start

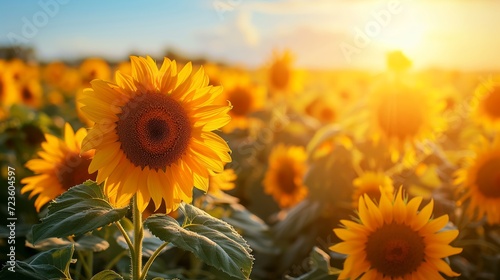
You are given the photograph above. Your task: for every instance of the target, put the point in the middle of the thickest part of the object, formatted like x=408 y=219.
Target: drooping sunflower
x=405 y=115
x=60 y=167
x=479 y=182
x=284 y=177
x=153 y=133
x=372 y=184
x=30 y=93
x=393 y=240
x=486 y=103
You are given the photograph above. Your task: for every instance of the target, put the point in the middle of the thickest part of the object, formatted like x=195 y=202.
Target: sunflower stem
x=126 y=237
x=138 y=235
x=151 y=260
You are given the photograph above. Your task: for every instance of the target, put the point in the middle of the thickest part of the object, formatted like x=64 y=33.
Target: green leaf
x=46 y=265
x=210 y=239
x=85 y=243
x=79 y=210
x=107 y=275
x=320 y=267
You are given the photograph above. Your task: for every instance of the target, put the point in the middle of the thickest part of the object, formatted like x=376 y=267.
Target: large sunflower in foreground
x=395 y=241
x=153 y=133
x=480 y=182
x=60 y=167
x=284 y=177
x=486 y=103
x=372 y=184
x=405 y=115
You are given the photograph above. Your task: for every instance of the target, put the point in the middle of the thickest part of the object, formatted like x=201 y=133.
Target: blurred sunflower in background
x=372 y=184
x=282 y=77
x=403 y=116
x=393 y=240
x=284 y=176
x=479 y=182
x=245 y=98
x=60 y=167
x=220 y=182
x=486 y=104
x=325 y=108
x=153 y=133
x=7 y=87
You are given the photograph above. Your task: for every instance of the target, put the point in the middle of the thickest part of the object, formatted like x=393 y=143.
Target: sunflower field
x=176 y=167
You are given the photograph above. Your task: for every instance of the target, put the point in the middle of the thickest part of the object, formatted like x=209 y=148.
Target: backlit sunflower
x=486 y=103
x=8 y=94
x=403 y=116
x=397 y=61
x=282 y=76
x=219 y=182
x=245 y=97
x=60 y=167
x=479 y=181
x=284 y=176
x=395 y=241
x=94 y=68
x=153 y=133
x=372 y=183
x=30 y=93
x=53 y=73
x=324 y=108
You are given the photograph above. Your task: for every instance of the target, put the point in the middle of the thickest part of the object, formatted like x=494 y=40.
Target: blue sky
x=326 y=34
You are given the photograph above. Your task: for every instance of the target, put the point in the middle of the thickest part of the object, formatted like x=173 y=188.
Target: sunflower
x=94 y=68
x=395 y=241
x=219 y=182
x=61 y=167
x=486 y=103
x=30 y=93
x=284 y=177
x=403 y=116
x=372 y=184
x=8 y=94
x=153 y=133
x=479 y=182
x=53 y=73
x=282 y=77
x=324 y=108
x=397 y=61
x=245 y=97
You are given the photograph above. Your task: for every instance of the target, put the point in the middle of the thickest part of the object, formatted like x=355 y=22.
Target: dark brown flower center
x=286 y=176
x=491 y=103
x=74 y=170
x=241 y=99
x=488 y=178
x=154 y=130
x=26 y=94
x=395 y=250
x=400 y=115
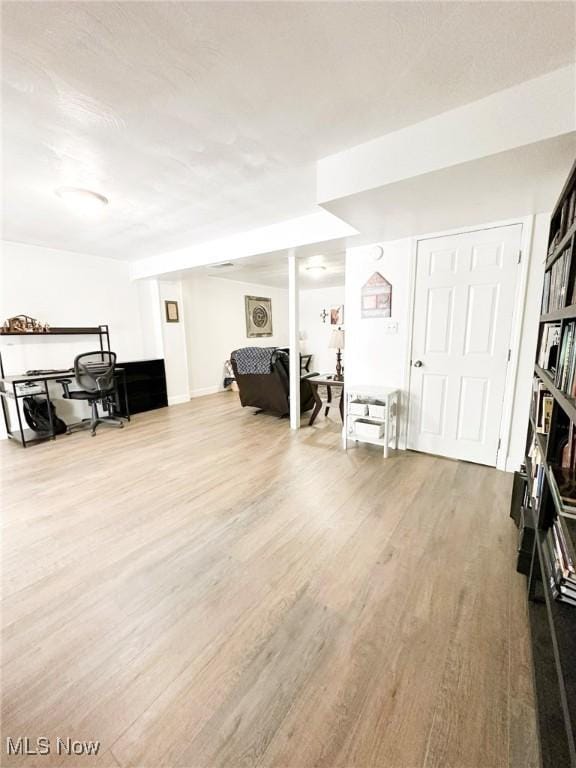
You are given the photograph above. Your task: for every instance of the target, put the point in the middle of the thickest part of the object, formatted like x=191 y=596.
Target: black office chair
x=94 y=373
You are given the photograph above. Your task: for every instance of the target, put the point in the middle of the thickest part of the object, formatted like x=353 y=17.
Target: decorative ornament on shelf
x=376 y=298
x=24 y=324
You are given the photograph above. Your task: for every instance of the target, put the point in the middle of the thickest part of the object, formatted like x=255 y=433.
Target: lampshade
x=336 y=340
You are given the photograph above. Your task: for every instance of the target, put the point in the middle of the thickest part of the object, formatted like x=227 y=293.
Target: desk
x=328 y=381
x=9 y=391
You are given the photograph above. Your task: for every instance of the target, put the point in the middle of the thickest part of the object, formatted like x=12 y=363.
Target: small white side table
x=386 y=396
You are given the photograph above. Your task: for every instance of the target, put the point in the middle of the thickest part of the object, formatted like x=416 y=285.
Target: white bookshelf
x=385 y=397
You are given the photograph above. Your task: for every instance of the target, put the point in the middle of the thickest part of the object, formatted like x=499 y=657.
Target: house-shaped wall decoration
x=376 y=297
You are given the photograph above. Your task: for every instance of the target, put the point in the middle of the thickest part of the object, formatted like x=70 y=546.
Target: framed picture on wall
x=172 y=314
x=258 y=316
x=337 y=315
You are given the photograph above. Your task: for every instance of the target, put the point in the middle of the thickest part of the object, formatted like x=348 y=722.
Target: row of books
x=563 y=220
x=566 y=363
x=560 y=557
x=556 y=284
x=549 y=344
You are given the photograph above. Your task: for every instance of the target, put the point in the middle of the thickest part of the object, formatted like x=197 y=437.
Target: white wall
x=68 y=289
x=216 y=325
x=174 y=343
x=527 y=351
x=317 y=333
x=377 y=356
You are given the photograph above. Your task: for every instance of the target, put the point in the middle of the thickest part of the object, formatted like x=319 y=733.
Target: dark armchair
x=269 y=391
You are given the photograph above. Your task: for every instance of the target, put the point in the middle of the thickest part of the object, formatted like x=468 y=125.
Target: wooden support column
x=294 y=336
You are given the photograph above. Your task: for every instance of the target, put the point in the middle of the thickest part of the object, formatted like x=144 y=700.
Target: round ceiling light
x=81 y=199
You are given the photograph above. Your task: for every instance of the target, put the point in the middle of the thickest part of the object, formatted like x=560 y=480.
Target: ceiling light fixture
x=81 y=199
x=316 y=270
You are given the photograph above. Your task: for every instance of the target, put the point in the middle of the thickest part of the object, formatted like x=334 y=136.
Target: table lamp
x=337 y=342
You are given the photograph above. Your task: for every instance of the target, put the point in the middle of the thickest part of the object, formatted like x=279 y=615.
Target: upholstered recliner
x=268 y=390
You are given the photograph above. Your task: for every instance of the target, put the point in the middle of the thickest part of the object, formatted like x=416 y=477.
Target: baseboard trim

end

* **Written problem**: Switch "thickest part" to "widest part" everywhere in the lines above, and write the lines out again with nothing else changed and the pictures left out.

* **Solution to the problem**:
You are given the photograph above. Your task: for every instance of the target, put the point in the middle of the widest part of the object, formatted like x=408 y=219.
Target: drooping sunflower
x=405 y=115
x=60 y=167
x=479 y=182
x=284 y=177
x=153 y=133
x=372 y=184
x=30 y=93
x=393 y=240
x=486 y=103
You are given the photograph above. Your task: for every instance of the target, put the point in the middle of the widest part of the object, formatted like x=195 y=202.
Target: sunflower stem
x=126 y=237
x=138 y=235
x=151 y=260
You are given the photograph above. Your task: for every instance of the target, put the point in the middle of the widest part of the object, formatted like x=64 y=33.
Target: green leaf
x=46 y=265
x=210 y=239
x=85 y=243
x=79 y=210
x=107 y=275
x=320 y=267
You are given the photograph above. Your task: for every instance of the target, put the point in the middle of the widest part of the object, formatted like x=376 y=267.
Target: large sunflower in foreground
x=395 y=241
x=153 y=133
x=480 y=182
x=60 y=167
x=284 y=177
x=486 y=103
x=372 y=184
x=405 y=115
You are given the photograph above. Your task: for every instance of the target, put the point in the middle of the widest part of the object, formatted like x=201 y=133.
Target: blurred sunflower in background
x=372 y=184
x=282 y=77
x=403 y=116
x=393 y=240
x=284 y=176
x=479 y=182
x=245 y=98
x=60 y=167
x=220 y=182
x=486 y=104
x=325 y=108
x=153 y=133
x=7 y=87
You are given the photograph above. Your task: for every instance of the target, put the point in the middle of the widest part of the object, formatted like x=393 y=143.
Target: sunflower field
x=176 y=167
You are given the photograph above. Your task: for every instance of the target, put the point in the middle of the widest part of the object, formatted like x=209 y=148.
Target: backlit sunflower
x=486 y=103
x=8 y=94
x=403 y=116
x=397 y=61
x=282 y=76
x=219 y=182
x=245 y=97
x=60 y=167
x=479 y=181
x=284 y=176
x=395 y=241
x=94 y=68
x=153 y=133
x=372 y=183
x=30 y=93
x=53 y=73
x=324 y=108
You are given the photograph above. Your task: for every instance of the target, put the point in the middle of the widest part of the object, formatted like x=494 y=40.
Target: blue sky
x=326 y=34
You are given the photograph above. Your task: for every instance of the target, put the point in the middle of the widest part of the object, formatted like x=173 y=188.
Target: sunflower
x=94 y=68
x=395 y=241
x=219 y=182
x=61 y=167
x=486 y=103
x=30 y=93
x=284 y=177
x=403 y=116
x=372 y=184
x=8 y=94
x=153 y=133
x=479 y=182
x=53 y=73
x=282 y=77
x=324 y=108
x=397 y=61
x=245 y=97
You are given the photograph above. Your task: for every instance of the target, put the point in the middle of the widest part of the object, formatted like x=355 y=22.
Target: dark brown flower center
x=286 y=176
x=491 y=103
x=74 y=170
x=241 y=99
x=488 y=178
x=154 y=130
x=26 y=94
x=395 y=250
x=400 y=115
You are given the photograph above. Your task: for every instance of the target, put the point in the middle of the widest part of the object, formatted like x=191 y=596.
Target: black office chair
x=94 y=373
You are given the photograph above. Your task: for every instance of the target, put the point in the middle of the widest part of the object, formatted like x=353 y=17.
Target: decorative ornament on shelf
x=376 y=298
x=24 y=324
You are given the photograph above. Your task: for every instance of the target, put the point in the middle of the widest part of the object, formatted like x=255 y=433.
Target: lampshade
x=336 y=340
You are given the photograph above. Your task: for every instance of the target, put the point in the middle of the widest part of the object, formatted like x=227 y=293.
Target: desk
x=328 y=381
x=9 y=391
You are given the photograph above. Your task: for every instance of the target, put the point in the middle of the widest part of the object, formatted like x=12 y=363.
Target: small white side table
x=386 y=396
You are given the photograph above. Your task: for every instance of the target, put the point in the middle of the widest part of the object, formatted like x=416 y=285.
Target: white bookshelf
x=385 y=397
You are given the photograph above. Your task: for every instance of the target, put the point in the middle of the widest part of the object, formatted like x=499 y=657.
Target: house-shaped wall decoration
x=376 y=297
You are given the photograph above. Your task: for every instance of the target, put the point in the middle of the widest part of the object, formatted like x=70 y=546.
Target: framed picture on wall
x=172 y=314
x=258 y=316
x=337 y=315
You are given the photograph above. Your task: for every instance of the target, put the point in the middle of the widest part of the object, formatted like x=348 y=722.
Target: row of books
x=563 y=220
x=566 y=363
x=560 y=557
x=556 y=284
x=549 y=344
You are given the photograph above. Your task: for every instance of the target, put the point in the middle of the widest part of the object, formatted like x=197 y=437.
Target: white wall
x=68 y=289
x=216 y=325
x=174 y=343
x=527 y=351
x=317 y=333
x=377 y=356
You are given the photograph above. Your task: for every instance of the target, put the point in the middle of the widest part of the object, formatted like x=319 y=733.
Target: dark armchair
x=269 y=391
You are given the photograph above. Your task: for every instance of the target, put the point in the middle of the widest part of the object, formatted like x=468 y=125.
Target: wooden support column
x=294 y=336
You are given the photograph above. Your task: for every instance of the target, put the point in the middle of the widest part of the object, formatted like x=144 y=700.
Target: round ceiling light
x=81 y=199
You are given the photograph above. Your task: for every instance of the target, put the point in the middle of the widest part of the object, formatted like x=560 y=480.
Target: ceiling light fixture
x=81 y=199
x=316 y=270
You are given the photograph above. Your task: for every instance of the target, put the point in the middle of the widest part of the object, formatted like x=334 y=136.
Target: table lamp
x=337 y=342
You are given the photograph above. Your task: for every instance of the target, put the point in the middle of the widest part of the object, formatted like x=279 y=615.
Target: upholstered recliner
x=268 y=390
You are given the photograph above. Your task: for every instance of the target, put the point in the middle of the widest part of the object, formatted like x=416 y=477.
Target: baseboard trim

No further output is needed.